[Records of labeled points]
※ ※ ※

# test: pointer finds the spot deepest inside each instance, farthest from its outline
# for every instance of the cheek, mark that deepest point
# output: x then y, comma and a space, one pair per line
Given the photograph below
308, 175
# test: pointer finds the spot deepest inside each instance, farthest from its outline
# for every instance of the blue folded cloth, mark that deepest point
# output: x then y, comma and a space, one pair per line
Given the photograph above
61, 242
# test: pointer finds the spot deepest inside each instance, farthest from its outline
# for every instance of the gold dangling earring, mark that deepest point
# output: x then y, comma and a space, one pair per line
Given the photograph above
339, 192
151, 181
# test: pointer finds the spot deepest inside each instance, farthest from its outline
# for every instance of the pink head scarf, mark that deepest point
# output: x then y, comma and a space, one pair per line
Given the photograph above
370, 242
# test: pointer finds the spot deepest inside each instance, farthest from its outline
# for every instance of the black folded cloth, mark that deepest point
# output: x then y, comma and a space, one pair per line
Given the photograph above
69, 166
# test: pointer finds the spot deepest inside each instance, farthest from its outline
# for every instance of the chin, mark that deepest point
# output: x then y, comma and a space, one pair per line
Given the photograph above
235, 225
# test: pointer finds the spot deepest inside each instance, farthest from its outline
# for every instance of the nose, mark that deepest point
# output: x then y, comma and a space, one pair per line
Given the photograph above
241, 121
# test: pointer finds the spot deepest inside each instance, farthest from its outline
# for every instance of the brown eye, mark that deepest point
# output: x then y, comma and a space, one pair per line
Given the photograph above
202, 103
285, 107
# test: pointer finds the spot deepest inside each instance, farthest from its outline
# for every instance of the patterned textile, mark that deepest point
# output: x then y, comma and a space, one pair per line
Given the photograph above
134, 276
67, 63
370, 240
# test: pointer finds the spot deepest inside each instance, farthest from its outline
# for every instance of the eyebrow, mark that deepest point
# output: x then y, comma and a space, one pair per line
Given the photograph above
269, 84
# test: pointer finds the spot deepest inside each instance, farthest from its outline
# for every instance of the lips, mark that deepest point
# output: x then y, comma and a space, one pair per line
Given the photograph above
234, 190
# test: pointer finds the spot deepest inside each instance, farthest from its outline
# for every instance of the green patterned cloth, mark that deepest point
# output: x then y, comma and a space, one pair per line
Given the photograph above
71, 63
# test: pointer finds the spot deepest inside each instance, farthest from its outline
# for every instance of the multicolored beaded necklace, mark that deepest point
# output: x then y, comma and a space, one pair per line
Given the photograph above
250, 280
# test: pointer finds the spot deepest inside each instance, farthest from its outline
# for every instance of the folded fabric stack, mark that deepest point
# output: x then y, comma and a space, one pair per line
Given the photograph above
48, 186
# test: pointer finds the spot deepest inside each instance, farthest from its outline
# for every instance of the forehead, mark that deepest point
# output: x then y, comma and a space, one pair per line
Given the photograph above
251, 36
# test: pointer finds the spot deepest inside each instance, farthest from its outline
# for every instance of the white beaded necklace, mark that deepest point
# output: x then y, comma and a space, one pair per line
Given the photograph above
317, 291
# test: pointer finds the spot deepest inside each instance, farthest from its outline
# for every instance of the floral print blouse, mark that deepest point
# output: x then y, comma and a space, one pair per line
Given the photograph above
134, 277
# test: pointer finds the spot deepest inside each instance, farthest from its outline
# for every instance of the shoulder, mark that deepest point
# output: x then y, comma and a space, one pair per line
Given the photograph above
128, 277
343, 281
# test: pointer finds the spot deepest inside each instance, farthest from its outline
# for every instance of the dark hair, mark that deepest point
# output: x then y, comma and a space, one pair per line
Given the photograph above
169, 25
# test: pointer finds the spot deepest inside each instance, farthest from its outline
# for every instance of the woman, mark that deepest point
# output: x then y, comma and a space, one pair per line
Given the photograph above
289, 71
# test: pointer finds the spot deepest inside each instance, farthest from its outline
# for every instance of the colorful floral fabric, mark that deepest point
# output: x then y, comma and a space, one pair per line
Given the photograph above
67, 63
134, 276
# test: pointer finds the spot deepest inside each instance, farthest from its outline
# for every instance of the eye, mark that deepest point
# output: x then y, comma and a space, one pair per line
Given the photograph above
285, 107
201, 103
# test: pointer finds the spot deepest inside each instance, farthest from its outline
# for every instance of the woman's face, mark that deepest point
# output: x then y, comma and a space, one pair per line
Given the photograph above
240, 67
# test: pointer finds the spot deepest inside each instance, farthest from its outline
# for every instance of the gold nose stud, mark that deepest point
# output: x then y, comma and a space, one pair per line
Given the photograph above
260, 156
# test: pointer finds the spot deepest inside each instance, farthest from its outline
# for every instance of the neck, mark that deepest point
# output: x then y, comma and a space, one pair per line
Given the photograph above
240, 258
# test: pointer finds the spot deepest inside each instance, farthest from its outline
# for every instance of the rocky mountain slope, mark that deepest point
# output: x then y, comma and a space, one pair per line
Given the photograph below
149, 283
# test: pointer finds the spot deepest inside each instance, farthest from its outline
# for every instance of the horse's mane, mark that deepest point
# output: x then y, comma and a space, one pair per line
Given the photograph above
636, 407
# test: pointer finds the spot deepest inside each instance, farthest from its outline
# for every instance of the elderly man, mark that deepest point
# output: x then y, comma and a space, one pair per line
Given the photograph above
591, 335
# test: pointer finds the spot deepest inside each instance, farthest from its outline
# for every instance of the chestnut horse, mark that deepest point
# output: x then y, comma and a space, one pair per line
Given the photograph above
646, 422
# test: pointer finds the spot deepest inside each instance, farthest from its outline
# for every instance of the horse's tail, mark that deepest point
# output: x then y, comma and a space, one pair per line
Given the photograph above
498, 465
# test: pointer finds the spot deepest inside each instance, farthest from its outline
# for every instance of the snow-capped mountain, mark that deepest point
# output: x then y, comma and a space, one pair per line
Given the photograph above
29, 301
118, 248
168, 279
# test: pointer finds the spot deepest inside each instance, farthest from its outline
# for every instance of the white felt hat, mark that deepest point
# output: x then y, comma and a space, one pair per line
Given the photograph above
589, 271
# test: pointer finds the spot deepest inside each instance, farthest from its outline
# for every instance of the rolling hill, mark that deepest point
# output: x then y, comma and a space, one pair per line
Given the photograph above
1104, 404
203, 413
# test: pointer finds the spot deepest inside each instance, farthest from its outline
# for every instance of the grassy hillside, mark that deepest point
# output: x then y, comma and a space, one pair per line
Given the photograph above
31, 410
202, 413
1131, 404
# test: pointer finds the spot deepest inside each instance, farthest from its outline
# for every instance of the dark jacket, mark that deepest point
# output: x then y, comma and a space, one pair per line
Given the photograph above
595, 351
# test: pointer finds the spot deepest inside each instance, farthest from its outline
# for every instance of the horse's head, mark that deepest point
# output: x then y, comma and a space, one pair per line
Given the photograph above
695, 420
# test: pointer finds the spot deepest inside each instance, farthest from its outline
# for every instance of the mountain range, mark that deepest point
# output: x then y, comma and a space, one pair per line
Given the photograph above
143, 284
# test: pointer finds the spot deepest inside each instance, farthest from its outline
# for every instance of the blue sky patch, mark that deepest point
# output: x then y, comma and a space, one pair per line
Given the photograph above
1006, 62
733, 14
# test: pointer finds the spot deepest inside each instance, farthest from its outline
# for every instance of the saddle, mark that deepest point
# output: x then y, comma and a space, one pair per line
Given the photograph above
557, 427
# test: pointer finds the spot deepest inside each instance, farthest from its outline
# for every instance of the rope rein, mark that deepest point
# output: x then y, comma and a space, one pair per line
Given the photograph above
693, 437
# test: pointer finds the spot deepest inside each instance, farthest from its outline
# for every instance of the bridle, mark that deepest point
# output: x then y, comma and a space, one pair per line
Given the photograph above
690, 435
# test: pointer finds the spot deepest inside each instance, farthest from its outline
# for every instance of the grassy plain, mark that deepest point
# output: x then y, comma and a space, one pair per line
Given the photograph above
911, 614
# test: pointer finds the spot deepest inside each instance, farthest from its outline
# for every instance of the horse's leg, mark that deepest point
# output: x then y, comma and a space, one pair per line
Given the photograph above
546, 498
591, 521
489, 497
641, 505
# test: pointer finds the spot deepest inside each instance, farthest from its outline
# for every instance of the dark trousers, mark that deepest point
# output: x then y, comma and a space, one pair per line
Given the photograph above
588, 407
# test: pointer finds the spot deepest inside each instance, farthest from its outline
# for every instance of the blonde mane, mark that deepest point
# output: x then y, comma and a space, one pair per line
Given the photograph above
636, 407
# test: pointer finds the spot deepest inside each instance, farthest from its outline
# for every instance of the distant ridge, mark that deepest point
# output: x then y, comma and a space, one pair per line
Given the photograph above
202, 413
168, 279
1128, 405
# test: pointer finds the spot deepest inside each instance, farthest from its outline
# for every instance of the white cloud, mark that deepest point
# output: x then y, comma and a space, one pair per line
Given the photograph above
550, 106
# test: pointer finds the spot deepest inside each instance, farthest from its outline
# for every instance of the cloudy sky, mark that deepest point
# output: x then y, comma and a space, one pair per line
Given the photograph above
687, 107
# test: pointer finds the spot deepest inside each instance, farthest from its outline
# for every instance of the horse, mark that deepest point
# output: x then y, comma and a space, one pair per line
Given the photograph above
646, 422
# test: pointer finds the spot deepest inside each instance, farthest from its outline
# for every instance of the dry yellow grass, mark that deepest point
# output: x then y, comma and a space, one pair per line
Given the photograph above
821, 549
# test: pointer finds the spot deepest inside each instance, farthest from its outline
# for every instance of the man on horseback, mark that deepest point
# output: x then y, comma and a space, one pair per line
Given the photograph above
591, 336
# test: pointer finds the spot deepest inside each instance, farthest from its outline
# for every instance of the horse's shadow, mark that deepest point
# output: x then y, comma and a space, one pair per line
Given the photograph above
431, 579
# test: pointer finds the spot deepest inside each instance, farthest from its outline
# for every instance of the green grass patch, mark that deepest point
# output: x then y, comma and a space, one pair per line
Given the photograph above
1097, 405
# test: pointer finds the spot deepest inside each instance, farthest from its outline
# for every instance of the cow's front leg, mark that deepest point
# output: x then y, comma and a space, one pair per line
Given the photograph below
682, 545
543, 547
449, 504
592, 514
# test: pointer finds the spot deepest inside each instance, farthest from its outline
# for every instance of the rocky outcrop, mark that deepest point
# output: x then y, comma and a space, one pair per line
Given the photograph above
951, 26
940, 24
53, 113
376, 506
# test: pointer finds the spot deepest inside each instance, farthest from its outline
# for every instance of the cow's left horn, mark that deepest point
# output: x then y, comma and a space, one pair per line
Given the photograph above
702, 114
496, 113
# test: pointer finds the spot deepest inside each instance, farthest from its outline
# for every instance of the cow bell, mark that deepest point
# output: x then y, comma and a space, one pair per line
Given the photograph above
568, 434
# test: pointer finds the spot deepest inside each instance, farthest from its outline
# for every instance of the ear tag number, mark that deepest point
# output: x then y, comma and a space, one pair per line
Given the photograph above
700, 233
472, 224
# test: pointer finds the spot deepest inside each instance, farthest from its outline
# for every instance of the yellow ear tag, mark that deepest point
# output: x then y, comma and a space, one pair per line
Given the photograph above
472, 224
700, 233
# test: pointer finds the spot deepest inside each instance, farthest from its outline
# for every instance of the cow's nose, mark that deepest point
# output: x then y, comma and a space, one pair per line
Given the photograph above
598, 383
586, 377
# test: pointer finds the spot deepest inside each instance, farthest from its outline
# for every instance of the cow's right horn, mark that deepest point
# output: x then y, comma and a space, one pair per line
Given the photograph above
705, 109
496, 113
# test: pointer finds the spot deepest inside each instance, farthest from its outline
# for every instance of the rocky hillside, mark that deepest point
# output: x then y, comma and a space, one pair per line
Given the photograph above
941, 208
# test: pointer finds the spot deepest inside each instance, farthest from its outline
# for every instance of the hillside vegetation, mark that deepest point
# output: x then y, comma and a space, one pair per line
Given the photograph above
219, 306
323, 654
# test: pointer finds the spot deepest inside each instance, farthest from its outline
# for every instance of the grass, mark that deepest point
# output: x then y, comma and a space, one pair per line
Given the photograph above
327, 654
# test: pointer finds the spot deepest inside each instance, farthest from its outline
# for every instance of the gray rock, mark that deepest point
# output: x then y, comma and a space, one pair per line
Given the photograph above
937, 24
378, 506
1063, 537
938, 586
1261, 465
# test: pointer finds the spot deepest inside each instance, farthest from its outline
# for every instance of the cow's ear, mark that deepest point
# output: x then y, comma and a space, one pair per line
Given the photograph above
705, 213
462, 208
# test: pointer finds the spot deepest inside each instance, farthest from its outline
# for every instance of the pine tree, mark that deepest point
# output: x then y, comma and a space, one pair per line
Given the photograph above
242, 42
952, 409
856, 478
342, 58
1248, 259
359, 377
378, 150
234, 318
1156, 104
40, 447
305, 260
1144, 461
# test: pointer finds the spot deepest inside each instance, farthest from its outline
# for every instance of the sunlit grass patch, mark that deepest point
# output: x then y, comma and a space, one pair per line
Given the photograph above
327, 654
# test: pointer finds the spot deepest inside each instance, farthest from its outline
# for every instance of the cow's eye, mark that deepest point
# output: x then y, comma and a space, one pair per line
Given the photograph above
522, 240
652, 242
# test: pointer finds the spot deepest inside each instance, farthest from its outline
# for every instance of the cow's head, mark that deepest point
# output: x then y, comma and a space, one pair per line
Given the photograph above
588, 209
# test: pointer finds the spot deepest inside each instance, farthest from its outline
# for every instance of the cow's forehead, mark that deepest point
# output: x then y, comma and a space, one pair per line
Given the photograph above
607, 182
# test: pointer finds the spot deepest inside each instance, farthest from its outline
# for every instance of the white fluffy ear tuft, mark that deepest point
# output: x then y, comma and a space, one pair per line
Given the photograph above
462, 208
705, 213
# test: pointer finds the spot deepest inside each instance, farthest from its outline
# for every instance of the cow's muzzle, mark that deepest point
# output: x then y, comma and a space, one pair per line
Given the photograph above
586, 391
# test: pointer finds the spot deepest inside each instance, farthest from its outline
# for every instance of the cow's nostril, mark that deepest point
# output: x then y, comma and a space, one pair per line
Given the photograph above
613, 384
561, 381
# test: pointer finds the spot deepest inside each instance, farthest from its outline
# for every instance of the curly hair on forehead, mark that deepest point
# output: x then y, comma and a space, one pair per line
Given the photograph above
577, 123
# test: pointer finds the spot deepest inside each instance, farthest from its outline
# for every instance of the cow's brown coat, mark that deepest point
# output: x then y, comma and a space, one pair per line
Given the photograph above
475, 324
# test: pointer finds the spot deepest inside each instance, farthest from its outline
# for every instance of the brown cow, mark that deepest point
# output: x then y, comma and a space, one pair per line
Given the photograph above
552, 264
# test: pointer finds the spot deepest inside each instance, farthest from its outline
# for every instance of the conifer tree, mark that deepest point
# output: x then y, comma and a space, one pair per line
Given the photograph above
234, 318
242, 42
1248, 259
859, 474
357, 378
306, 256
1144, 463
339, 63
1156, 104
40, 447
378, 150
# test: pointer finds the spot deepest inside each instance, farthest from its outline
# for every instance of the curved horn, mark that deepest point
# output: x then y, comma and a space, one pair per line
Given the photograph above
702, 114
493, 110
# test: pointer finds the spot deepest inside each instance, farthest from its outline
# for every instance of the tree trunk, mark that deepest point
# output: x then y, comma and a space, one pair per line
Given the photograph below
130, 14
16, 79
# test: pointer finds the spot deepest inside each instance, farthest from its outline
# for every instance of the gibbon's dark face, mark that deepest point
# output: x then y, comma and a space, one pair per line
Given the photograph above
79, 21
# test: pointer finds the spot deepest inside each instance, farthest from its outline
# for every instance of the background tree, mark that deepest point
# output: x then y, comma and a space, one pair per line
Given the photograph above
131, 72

※ ※ ※

• _PROBLEM REQUIREMENTS_:
Please count the lines in the records above that contain the word "white", and give only that number.

• _RESPONSE FOR THIS EXERCISE_:
4